## [Description of the task]
Render the material below as a JSON list of strings, one string per line, leaving out blank lines and the picture.

## [Listed records]
____________

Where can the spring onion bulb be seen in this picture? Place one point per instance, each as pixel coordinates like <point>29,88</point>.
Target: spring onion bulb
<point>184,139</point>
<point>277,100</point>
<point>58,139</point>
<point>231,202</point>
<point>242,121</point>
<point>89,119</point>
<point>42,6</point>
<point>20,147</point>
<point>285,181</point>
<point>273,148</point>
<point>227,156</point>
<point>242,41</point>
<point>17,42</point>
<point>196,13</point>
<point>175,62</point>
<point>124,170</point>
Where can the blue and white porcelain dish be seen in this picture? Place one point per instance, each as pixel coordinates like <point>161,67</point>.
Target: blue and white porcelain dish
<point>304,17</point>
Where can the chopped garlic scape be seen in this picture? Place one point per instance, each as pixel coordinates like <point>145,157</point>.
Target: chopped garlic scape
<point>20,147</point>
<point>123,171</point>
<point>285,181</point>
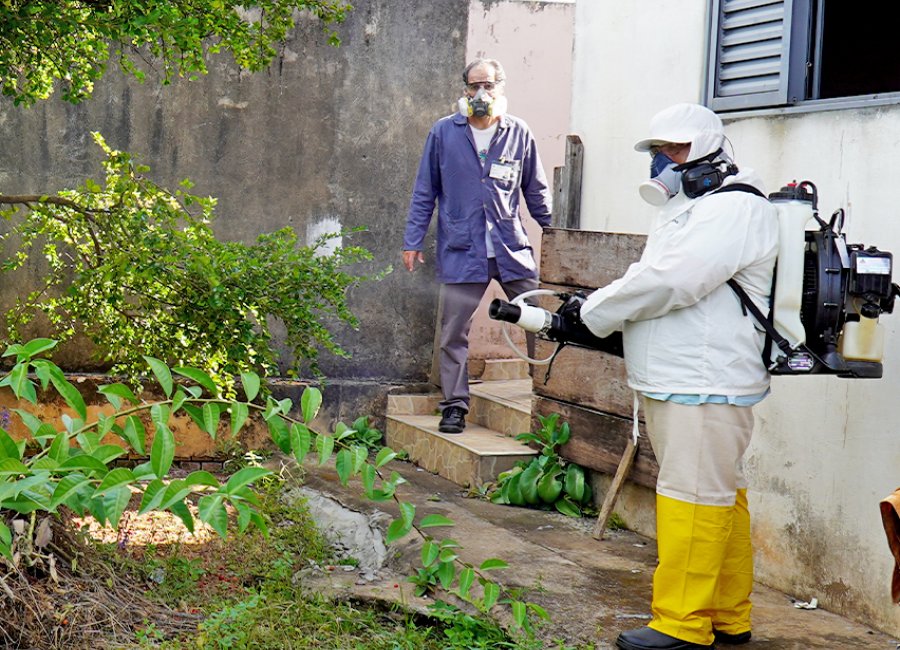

____________

## [Solved problem]
[
  "Where can the spring onion bulb be seen in this picture? Place one point per instance, each as pixel coordinates like <point>29,88</point>.",
  "Target: spring onion bulb",
  "<point>184,139</point>",
  "<point>277,100</point>",
  "<point>58,139</point>",
  "<point>231,202</point>",
  "<point>242,121</point>",
  "<point>89,119</point>",
  "<point>42,6</point>",
  "<point>20,147</point>",
  "<point>285,181</point>",
  "<point>273,148</point>",
  "<point>227,156</point>",
  "<point>242,41</point>",
  "<point>17,42</point>",
  "<point>196,13</point>",
  "<point>175,62</point>",
  "<point>124,170</point>",
  "Where can the blue and white porcelain dish be seen in this picture? Place one point per instance, each as pixel coordinates like <point>161,67</point>.",
  "Target: blue and white porcelain dish",
  "<point>304,17</point>",
  "Where can the chopped garlic scape be seen in this picture? Place one point per instance, each as pixel coordinates like <point>145,157</point>.",
  "Target: chopped garlic scape",
  "<point>20,147</point>",
  "<point>123,171</point>",
  "<point>285,181</point>"
]